BEGIN EXERCISE TEXT

EMLD World Tour Sept 2021: Chile’s surprise rate rise


Invesco’s Global Debt Team publishes monthly emerging market local debt (EMLD) outlooks and a spotlight on a new country each month and below is their update for September. The team are based in New York and are part of the Invesco Fixed Income Investment Centre, known as IFI. To learn more about Invesco’s Global Debt Team, click on the link for your local website below.

Chile’s higher than expected interest rate hike in August suggests the central bank is moving towards a faster normalization policy and is tightening much more quickly than previously thought. 

The Central Bank of Chile ended August on a hawkish note wanting to avoid inflation spinning out of control. Before the policy meeting, the market was split in expecting either the continuation of gradual policy normalization (25 basis point rate increase), or a slightly faster pace (50 basis points).

Given recent strong economic data and higher than expected inflation, our team was in the latter camp and expected the pace of normalization to accelerate. In the end, the Central Bank of Chile surprised the market with a hike of 75 basis points, taking overnight rates to 1.5% from 0.75% on the 31st August.

The central bank now expects policy to move from accommodative to neutral by mid-2022. We believe the risks to this projection are to the upside and there may be a need to move toward restricting growth.

The government’s potential approval of a fourth round of early pension withdrawals and additional cash transfers related to the pandemic could push growth and inflation higher in the coming months, but these are not included in the bank’s base case.

END EXERCISE TEXT
BEGIN GIVEN RECORDS

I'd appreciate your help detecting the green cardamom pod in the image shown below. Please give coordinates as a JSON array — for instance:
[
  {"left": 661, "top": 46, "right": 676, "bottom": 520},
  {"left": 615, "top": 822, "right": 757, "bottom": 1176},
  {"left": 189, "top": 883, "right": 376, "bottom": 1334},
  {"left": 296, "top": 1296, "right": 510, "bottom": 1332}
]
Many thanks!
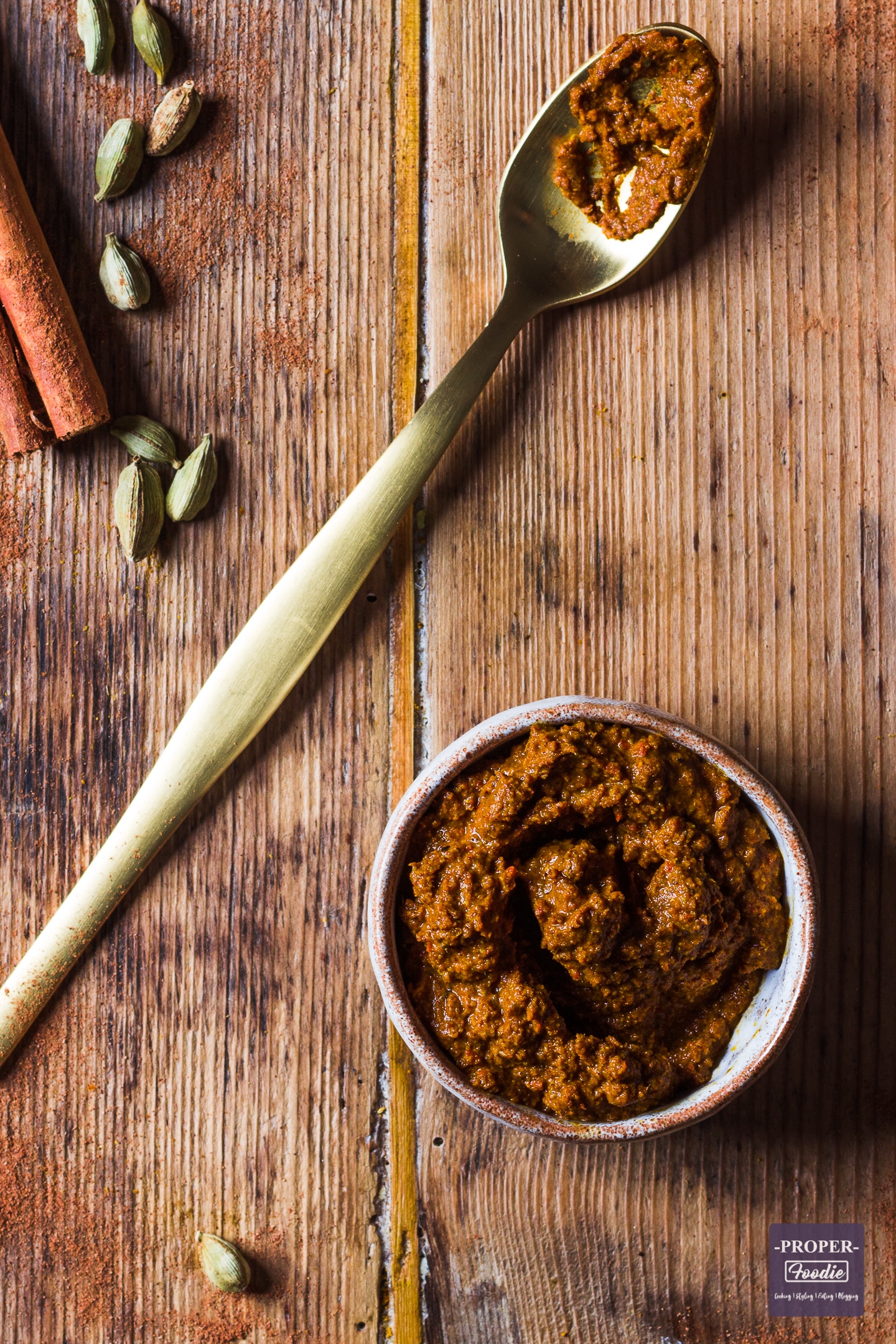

END GIVEN RECORDS

▶ TASKS TO PERFORM:
a) Transcribe part of the article on Chile's rate rise: begin at the words "The government’s potential" and stop after "bank’s base case.".
b) In the article on Chile's rate rise, how large was the rate hike the Central Bank of Chile announced at the end of August?
The records are separate material, apart from the article on Chile's rate rise.

▶ EXPECTED RESULTS:
a)
The government’s potential approval of a fourth round of early pension withdrawals and additional cash transfers related to the pandemic could push growth and inflation higher in the coming months, but these are not included in the bank’s base case.

b) 75 basis points.